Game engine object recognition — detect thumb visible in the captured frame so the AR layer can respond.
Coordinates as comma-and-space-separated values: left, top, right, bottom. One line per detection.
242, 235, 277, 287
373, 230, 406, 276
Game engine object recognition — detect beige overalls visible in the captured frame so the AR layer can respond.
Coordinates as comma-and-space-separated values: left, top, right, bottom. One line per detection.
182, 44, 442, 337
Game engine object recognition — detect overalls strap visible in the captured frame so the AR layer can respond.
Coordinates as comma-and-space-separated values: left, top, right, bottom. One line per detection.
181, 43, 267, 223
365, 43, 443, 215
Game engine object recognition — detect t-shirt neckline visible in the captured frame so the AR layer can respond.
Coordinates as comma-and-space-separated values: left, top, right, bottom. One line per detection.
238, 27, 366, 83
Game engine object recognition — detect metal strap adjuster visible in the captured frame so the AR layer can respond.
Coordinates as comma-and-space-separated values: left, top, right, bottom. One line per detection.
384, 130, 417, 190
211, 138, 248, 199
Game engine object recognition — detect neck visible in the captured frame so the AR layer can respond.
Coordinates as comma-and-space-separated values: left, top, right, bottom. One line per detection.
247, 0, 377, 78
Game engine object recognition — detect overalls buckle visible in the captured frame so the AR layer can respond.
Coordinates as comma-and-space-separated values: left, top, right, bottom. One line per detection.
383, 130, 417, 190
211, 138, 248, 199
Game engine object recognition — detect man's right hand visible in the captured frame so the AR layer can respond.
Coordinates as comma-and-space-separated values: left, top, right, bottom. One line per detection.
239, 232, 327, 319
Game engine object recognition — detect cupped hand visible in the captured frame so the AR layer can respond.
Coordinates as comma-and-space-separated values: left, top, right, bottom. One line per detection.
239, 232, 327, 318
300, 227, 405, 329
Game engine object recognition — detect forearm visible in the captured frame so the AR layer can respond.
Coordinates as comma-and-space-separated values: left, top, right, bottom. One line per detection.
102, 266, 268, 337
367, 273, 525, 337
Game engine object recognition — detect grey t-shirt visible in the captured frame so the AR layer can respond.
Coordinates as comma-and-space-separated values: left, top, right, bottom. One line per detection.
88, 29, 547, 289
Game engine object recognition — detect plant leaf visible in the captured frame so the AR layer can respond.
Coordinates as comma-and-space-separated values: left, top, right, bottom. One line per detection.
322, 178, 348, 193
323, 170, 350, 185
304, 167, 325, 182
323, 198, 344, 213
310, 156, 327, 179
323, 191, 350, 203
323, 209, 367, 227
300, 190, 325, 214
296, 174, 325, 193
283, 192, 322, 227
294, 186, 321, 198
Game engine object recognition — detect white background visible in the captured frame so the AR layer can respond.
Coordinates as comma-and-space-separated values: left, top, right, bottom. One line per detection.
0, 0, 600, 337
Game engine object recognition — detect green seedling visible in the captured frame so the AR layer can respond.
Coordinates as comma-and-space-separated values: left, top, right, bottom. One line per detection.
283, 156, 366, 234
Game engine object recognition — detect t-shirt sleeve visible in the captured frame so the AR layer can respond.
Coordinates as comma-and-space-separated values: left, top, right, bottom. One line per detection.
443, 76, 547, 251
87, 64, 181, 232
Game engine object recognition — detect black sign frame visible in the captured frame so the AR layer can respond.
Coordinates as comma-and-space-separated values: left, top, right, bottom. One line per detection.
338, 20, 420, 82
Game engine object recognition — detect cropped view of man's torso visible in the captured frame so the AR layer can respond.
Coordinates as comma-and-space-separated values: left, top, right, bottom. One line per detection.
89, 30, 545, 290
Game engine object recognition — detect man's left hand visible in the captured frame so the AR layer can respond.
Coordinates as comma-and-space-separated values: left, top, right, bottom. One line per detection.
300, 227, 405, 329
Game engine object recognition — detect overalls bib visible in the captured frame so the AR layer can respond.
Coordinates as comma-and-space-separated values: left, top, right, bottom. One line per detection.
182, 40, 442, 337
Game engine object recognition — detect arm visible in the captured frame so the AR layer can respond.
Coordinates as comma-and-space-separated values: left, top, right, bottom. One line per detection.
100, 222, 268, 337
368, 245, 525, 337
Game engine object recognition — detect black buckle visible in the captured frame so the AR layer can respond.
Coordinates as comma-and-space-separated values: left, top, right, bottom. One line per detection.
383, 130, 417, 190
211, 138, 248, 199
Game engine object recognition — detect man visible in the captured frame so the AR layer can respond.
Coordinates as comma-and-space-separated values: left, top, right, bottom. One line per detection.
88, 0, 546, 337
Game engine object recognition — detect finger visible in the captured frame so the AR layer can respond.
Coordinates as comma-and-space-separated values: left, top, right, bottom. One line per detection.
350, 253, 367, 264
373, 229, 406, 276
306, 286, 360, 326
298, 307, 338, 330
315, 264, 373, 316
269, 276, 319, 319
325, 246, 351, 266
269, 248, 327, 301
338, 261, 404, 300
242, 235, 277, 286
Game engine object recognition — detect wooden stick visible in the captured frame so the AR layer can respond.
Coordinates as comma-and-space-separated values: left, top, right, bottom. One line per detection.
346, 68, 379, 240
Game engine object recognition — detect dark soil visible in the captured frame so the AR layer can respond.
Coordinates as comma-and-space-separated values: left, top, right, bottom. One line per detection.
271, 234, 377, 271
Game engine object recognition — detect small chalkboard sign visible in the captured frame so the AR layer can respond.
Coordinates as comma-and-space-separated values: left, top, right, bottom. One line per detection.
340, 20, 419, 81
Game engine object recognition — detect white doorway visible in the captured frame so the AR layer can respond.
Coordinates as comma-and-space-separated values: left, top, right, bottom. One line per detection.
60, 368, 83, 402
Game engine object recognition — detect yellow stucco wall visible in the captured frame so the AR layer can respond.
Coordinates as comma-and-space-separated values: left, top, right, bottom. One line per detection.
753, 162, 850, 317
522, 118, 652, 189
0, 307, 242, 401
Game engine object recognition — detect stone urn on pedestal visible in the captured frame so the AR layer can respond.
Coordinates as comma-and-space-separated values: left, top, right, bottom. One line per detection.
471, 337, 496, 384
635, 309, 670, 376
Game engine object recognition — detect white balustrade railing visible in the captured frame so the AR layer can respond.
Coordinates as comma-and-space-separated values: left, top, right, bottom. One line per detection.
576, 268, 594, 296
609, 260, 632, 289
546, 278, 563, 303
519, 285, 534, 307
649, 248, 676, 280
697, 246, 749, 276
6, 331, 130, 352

Tujuan Tugas
Perbarui catatan mulai dari baris pertamanya sampai baris yang memuat "247, 0, 377, 78", lalu tuliskan kembali baris-baris itu dengan setiap "captured frame" diganti menjadi "camera frame". Biarkan bagian lainnya tetap sama.

Hasil Latihan
Game engine object recognition — detect thumb visible in the camera frame so the AR layer can respond.
Coordinates as comma-and-space-separated values: left, top, right, bottom. One line per detection.
242, 235, 277, 287
373, 230, 406, 276
Game engine object recognition — detect beige overalls visible in the camera frame so the AR layer can respond.
Coordinates as comma-and-space-separated values: left, top, right, bottom. One line per detection.
182, 44, 442, 337
Game engine object recognition — detect overalls strap visible in the camera frame so the AR layer can respond.
Coordinates as comma-and-space-separated values: left, top, right, bottom. One line per detection.
181, 43, 267, 223
365, 43, 443, 215
Game engine object recognition — detect t-shirt neckline visible in the camera frame so the AR layer can respond.
Coordinates as comma-and-space-separated values: left, top, right, bottom. One line per detection.
238, 27, 366, 83
Game engine object recognition — detect metal strap adjuster visible in the camera frame so the AR layer can respond.
Coordinates as comma-and-space-separated values: left, top, right, bottom. One line per detection.
384, 130, 417, 190
211, 138, 248, 199
Game engine object recognition — detect neck visible in the camera frame so the AR layer can respond.
Coordinates as comma-and-space-separated values: left, top, right, bottom. One line per detection.
247, 0, 377, 78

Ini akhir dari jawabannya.